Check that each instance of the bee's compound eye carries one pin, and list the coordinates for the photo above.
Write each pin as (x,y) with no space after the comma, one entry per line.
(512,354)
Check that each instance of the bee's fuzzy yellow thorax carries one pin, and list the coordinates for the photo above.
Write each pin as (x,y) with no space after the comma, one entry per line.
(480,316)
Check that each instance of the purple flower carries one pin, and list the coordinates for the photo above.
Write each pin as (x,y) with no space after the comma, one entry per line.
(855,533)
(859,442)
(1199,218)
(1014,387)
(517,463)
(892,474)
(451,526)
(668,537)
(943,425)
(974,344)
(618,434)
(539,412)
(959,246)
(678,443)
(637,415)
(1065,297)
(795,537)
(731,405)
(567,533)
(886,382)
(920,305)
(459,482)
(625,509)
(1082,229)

------------------------------------

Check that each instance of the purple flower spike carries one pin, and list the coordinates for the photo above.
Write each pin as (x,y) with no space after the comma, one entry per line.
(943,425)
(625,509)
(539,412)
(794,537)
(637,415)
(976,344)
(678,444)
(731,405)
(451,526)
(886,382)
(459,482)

------------------------------------

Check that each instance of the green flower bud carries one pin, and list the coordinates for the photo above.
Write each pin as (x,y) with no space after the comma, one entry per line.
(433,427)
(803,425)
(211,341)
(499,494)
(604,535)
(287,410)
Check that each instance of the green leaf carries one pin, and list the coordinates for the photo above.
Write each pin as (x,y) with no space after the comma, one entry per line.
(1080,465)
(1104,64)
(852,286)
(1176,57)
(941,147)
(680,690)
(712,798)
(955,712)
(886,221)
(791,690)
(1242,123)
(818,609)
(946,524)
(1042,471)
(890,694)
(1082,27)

------------------------------------

## Assigned task
Word for word, restate the lines of the listing above starting at the line with "Check that each instance of the bee's compound" and ending at the line with "Check that each instance of the purple flower carries", and nothing outside them.

## Answer section
Check that each instance of the bee's compound eye carries one pin, and list the coordinates for the photo above.
Write each pin as (x,y) with no space after the comma, one entry per line.
(512,354)
Check that each instance of the bee's fuzzy yellow thorax carries one pin, and list the coordinates for the photo above.
Write each pin as (x,y) with no space after the comma, one entry per line.
(480,316)
Check that each instance of the purple flower carries one pin, and list the coordinates for the photo above.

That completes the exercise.